*** INPUT MATERIAL ***
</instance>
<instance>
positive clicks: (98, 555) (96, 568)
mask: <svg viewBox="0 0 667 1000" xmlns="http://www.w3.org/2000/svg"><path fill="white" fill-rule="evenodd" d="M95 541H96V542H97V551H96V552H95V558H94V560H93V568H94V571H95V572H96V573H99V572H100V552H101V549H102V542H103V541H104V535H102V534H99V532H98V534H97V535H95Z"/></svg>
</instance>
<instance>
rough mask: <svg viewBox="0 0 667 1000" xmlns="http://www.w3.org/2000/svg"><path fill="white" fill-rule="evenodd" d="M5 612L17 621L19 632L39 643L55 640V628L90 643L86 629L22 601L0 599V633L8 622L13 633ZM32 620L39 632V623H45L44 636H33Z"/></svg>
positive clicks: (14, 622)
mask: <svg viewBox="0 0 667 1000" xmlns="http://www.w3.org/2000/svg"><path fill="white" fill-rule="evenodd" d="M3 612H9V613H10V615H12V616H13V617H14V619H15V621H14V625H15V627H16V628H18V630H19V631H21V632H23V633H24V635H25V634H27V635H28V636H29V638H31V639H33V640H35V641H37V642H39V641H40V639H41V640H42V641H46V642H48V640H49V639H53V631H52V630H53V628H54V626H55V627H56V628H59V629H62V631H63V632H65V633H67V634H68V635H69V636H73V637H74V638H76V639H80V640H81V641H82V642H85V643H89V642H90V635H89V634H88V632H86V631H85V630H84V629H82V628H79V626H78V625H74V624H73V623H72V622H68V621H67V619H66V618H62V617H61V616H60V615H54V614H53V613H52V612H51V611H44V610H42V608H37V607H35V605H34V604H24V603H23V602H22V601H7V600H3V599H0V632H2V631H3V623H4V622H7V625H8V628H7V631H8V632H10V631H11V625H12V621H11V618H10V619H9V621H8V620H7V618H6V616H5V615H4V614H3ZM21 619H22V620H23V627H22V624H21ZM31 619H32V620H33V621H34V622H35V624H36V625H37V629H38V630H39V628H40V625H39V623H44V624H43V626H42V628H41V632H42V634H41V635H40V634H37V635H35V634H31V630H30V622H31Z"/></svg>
*** End of INPUT MATERIAL ***
REQUEST:
Pull out every line of the rows above that contains the word "clicks", matching case exactly.

ANSWER SPACE:
positive clicks: (98, 555) (96, 568)
positive clicks: (14, 622)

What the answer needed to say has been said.